Last reigning Prince of the House of Anjou, known as an artist,
a lover of culture and a great builder


The Dynasty of Anjou
From 1265 to 1480, the princes of the House of Anjou reigned , from their lands in the Loire valley, over Provence, Italy and Central Europe (Hungary). By a clever policy of alliances and marriages, the presence of the House of Anjou stretched from Anjou to the Danube. Shrewd politicians, the princes were also art lovers and the luxury of the Court of Anjou favoured rich artistic productions. Evidence of the riches of Mediaeval art, precious metal work, frescoes, paintings, illuminated texts, and statues are so many examples of the exceptional productions commissioned by the sovereigns. The period from the 12th to the 15th centuries is one of the finest in the history of art leading up to the Renaissance.

Crédit photos -  AC TarasconKing René

René Ist of Anjou, known as “the Good”, belonged to the third House of Anjou.
(Angers 1409 – Aix-en-Provence 1480, buried in the cathedral of Angers)

Duke of Anjou, of Bar (1430 –1480) and of Lorraine (1431 – 1453).
Count of Provence (1434 – 1480)
King of Naples (1438 – 1442), Titular King of Sicily (1434 – 1480) and nominal King of Jerusalem.
Anjou and Bar owed allegiance to the Crown, Lorraine, Provence and the Kingdom of Naples were completely independent, the King of France had no authority there.

The story of King René

He was the son of Louis II of Anjou and Yolande of Aragon (their marriage took place in Arles in 1400), she was “the Queen of 4 Kingdoms” (Aragon, Sicily, Cyprus and Jerusalem).
# # # # # # #
PROBLEMS AND TASKS ▸
A. Which kinds of artwork does the passage on King René name as productions commissioned by the Anjou sovereigns? List all of them.
B. Write the next part of the passage on King René, picking up after its last sentence.
You won't need the records that come after the passage on King René.

(Dataset excerpts about pointing to objects)
# # # # # # #
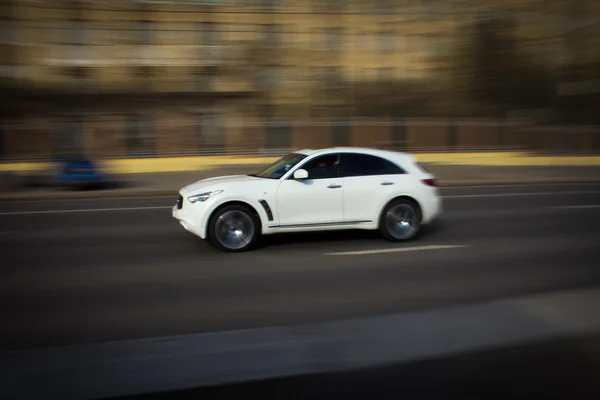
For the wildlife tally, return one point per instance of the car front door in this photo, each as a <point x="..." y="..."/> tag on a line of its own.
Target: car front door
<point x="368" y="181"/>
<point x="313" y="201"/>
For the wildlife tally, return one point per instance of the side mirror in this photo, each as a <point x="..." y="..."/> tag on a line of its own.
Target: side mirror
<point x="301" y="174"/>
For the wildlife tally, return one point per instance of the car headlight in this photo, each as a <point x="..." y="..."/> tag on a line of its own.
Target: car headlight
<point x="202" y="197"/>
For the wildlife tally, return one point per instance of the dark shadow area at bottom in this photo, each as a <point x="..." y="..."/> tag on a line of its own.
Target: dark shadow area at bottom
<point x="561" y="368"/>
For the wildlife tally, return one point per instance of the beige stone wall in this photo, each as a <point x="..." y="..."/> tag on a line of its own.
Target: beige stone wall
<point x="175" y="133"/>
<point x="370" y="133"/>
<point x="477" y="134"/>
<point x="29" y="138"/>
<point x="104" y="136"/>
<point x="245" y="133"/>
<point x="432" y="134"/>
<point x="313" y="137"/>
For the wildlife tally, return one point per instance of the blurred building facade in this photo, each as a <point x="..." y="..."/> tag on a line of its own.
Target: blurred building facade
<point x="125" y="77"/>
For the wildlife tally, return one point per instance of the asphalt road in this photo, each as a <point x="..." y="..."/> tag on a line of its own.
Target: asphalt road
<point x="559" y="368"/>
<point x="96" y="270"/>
# # # # # # #
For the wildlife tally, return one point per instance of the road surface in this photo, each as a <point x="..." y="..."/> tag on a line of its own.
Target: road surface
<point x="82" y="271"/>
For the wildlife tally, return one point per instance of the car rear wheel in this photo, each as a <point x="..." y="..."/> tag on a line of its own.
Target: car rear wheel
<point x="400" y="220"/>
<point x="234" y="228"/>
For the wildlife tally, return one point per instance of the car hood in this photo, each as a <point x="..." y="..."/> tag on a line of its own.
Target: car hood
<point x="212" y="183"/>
# # # # # # #
RESPONSES BY TASK ▸
A. Precious metal work, frescoes, paintings, illuminated texts, and statues.

B.
This wise and intelligent woman reigned over Anjou and Provence during the many absences of her husband and ensured the future of her five children. René was a younger son and as such, was not destined to inherit his father’s lands, that is why his mother Yolande worked to ensure an inheritance for him. She had him adopted by an uncle, the Cardinal-Duke Louis of Bar, who had no heir, as a gurantee she proposed that René would marry Isabelle of Lorraine. René then left the Duchy of Anjou to be brought up by his uncle who gave him his taste for erudition, art and chivalry.

When he was eleven yars old, he married Isabelle, daughter and heiress of Duke Charles II of Lorraine, on October 24th 1420, he fell in love with her and they had 4 children. He had to fight for the succession to the Duchy of Bar with his rival, Antoine De Vaudemont, a descendent of the House of Lorraine who claimed the right of succession and held René prisoner in the Franche-Comté. René was finally freed after long years, thanks to a large ransom, sacrifices and marriages of “reconciliation”.

He was faithful to King Charles VII who had married his sister Marie, he was present at the coronation in Rheims in 1429. Always a friend to the King, he contributed to the cessation of Franco-Anglo hostilities by his active part in the negociations of Tours and the marriage of his daughter Marguerite to Henry VI of England in 1445. He then took part in the reconquering of lost provinces.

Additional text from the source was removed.